▸ **Testo selezionato**:
((

Roberto Mancini e la Juve: un futuro prossimo venturo



Mai dire mai. Io aspetto. Perché so essere paziente. E' arte che ho appreso con il tempo e l'esperienza, tra gli errori di chi scivola per eccesso di emotività in ingenui entusiasmi e le osservazioni concrete dei fatti che prepotentemente ti affondano nelle verità che vanno solo ricostruite. Roberto Mancini era l'uomo giusto. Lo sarà al momento opportuno. Quello che ha asserito in conferenza stampa - quella che precede l'incontro di Europa League tra la Juventus e il Manchester City - è solo il reiterarsi di un quadro noto o il percorso che verrà.

"Io allenare la Juventus in futuro? E perché no? In fondo non ho mai avuto alcuna avversità nei confronti di quella squadra, tant'è vero che da piccolo ne ero tifoso. Ora sono concentrato sul conseguimento di tanti successi qui a Manchester, ma nel calcio non si può mai sapere cosa può accadere, dunque mai dire mai".

))

▸ **Materiale fornito**:
((

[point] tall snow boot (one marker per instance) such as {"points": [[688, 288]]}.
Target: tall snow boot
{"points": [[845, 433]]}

))
((

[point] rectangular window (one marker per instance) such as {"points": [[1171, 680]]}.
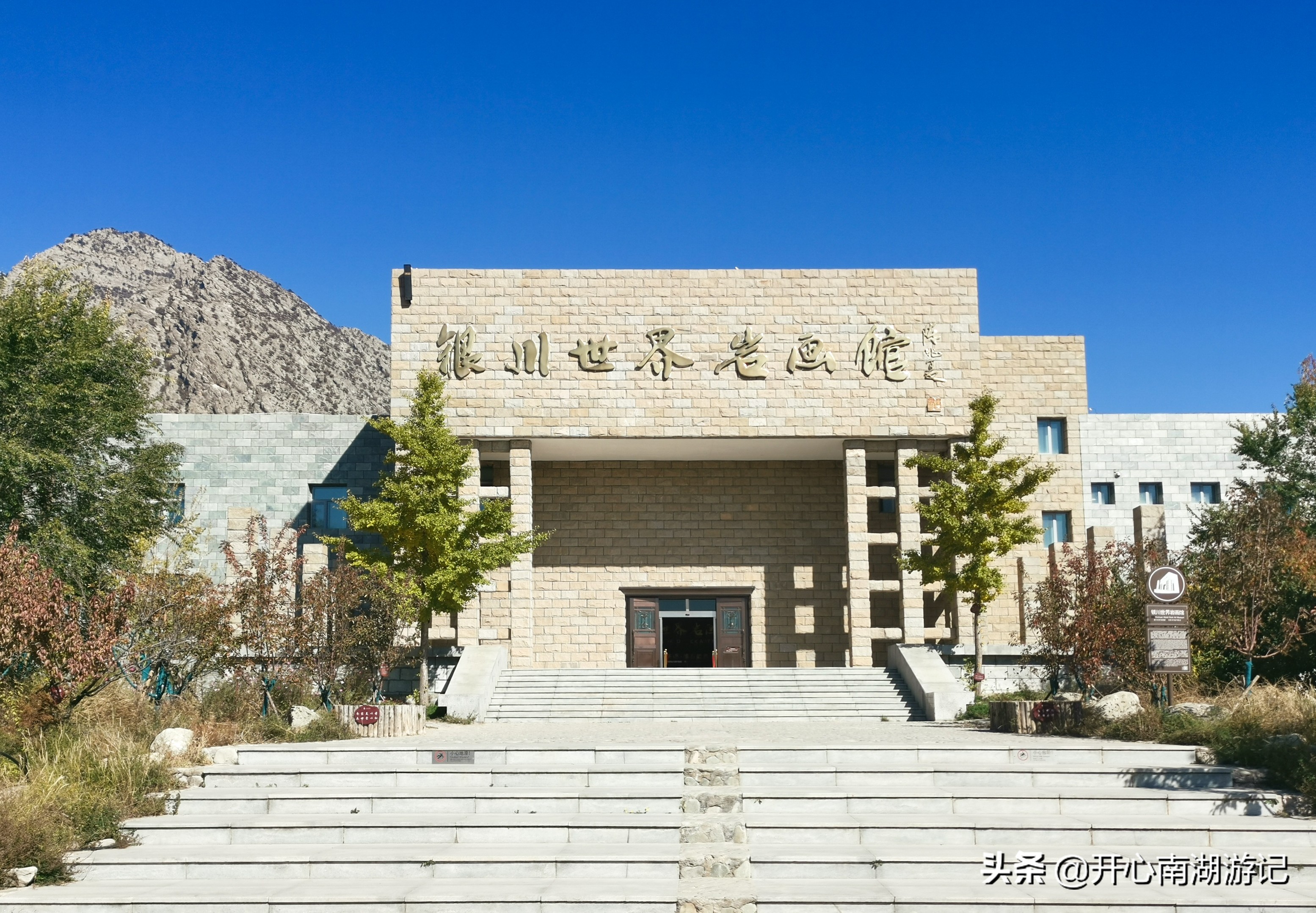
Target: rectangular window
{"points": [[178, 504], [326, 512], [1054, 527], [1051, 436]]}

))
((

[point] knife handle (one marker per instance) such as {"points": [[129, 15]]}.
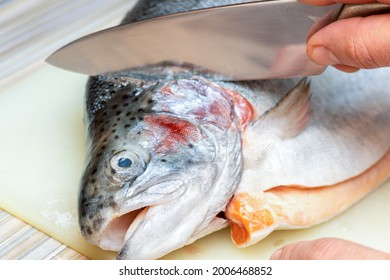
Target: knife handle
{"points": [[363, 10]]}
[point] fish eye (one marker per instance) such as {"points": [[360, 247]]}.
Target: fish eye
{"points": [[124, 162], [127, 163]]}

))

▸ **Compiti da svolgere**:
**1)** Mostra tutte le righe delle voci in cui compare la parola "points", tenendo conto di maiuscole e minuscole.
**2)** Porta avanti il testo su Roberto Mancini e la Juventus, scrivendo il seguito dopo l'ultima frase riportata.

▸ **Risultati attesi**:
**1)**
[point] tall snow boot (one marker per instance) such as {"points": [[688, 288]]}.
{"points": [[845, 433]]}
[point] rectangular window (one marker per instance) such as {"points": [[1171, 680]]}.
{"points": [[178, 504], [326, 512], [1054, 527], [1051, 436]]}
[point] knife handle (one marker per instance) such as {"points": [[129, 15]]}.
{"points": [[363, 10]]}
[point] fish eye (one marker per instance) such as {"points": [[360, 247]]}.
{"points": [[124, 162], [127, 163]]}

**2)**
Quando fu tempo di ribaltare, Ciro Ferrara fu allontanato dopo essere stato egli stesso subentrato a Claudio Ranieri in un volteggiare di nomi su una panchina prestigiosa, blasonata. Che mai, fino ad allora, aveva optato per la dolorosa scelta dell'esonero. Una sconfitta interna più pesante di un risultato negativo. L’unico tecnico di spessore libero quando anche per il delfino dell'ex Marcello Lippi parevano maturi i tempi dell'abbandono era il Mancio che l'11 dicembre 2009 aveva manifestato la propria disponibilità al quotidiano sportivo Tuttosport: "Non sono un nemico della Juve, anzi ero un suo tifoso", aveva dichiarato.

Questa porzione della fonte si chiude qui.